### What you have to do
Could you retype all of the entries below word for word, leaving out the picture?
-- Start of Data to process --
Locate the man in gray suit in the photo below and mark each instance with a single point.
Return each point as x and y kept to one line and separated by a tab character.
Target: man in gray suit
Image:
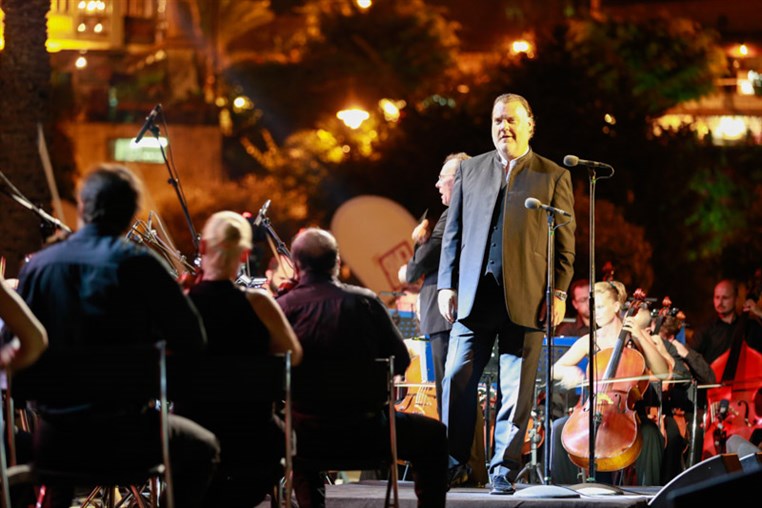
492	280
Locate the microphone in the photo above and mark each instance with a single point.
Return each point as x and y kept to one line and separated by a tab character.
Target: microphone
262	213
534	204
573	160
148	123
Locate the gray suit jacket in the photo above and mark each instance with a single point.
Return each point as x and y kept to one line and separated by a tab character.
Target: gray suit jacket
525	233
425	263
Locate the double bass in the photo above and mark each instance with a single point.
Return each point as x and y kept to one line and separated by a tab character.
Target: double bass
617	440
735	407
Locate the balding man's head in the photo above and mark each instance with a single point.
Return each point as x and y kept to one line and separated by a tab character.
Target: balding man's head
315	251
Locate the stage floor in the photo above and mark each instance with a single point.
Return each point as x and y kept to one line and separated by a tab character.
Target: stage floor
371	493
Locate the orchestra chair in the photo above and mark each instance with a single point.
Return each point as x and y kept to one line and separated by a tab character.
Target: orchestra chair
245	401
338	439
110	378
5	500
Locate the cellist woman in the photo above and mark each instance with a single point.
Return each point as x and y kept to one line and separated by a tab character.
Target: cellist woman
610	298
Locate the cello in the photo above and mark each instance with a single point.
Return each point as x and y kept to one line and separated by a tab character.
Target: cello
617	440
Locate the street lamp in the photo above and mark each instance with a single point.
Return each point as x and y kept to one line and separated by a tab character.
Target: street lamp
353	117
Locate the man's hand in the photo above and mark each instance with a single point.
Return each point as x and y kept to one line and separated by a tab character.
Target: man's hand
447	299
559	311
402	274
422	233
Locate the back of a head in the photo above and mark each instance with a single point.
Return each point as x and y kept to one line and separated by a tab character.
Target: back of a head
315	251
226	235
670	326
109	198
614	289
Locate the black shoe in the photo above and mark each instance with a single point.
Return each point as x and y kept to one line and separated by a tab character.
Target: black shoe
457	476
501	485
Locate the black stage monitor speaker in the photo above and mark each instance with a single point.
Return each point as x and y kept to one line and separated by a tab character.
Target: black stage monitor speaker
752	462
733	488
714	467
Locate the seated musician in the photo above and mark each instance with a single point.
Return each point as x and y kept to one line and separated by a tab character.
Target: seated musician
238	321
342	329
610	297
677	406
-- End of Data to process --
### Full solution
Locate the man in gray suit in the photo below and mark each instance with a single point.
Return each point as x and y kept to one line and separated by a tab character.
Target: man in gray suit
Image:
492	280
Locate the microphone in the photo above and mark each instance with a single point.
Return each point as x and y kept to one line and separated by a tab character.
Target: microphone
262	213
534	204
573	160
148	123
Locate the gray suit jacket in the photo above and mark each instance with a single point.
Return each point as x and y kept to one line and separated by a tab character.
Target: gray suit jacket
525	233
425	263
Locate the double bass in the photo above and mark each instance with a single point.
Return each point as x and y kept to one line and separated by a tab character.
Target: double bass
617	440
735	407
Locate the balding man's head in the photo above and mark each instance with a single point.
Return each point as x and y kept to one line and separated by a tab character.
Target: balding man's head
315	251
Locate the stage floor in the photo above and mark each instance with a single point.
Return each point as x and y kept to one line and separated by a tab character.
Target: stage floor
371	493
Locate the orchestra chair in the photo above and mark each instance with a single point.
Return each point as x and y kept to one line and separated by a tab character.
Target: orchestra chair
245	401
338	439
110	378
5	500
Locate the cellist woman in the photo above and mark each instance with a single point.
Return each point as x and y kept to one line and separated by a tab character.
Target: cellist woman
610	298
Locate the cello in the photo above and mark each instance with a single point.
Return each point as x and y kept to one line and separated by a tab character.
Target: cello
617	440
Locate the street lamp in the photo above and mark each instance with a single point.
Return each point as x and y kept to one line and separated by a tab character.
Target: street lamp
353	117
Locate the man's hand in the photo above and mark each instance with a single point.
Return each point as x and y kept to one line and separated by a tab character.
Target: man's hand
447	299
559	311
402	274
422	233
Locate the back of a head in the photo above and mark each instance with a single point.
Return each point as x and y kept to one line and separated by a tab character.
Target: back of a head
315	251
226	235
670	326
109	198
614	289
Locate the black shoe in the photo above and mark each instance with a single point.
Return each point as x and y kept to one line and separated by a tab character.
Target: black shoe
457	476
501	485
Locate the black stage monitor speaker in the photo above and mark each instance with a single point.
Return each point as x and y kept to one line and separated by a tab character.
Target: black stage monitor speaker
752	462
733	488
714	467
Locate the seated musician in the photo above and mark each instance with a single point.
Return each point as x and y kept to one line and separated by a tab character.
Target: seated musician
238	321
342	329
610	297
677	406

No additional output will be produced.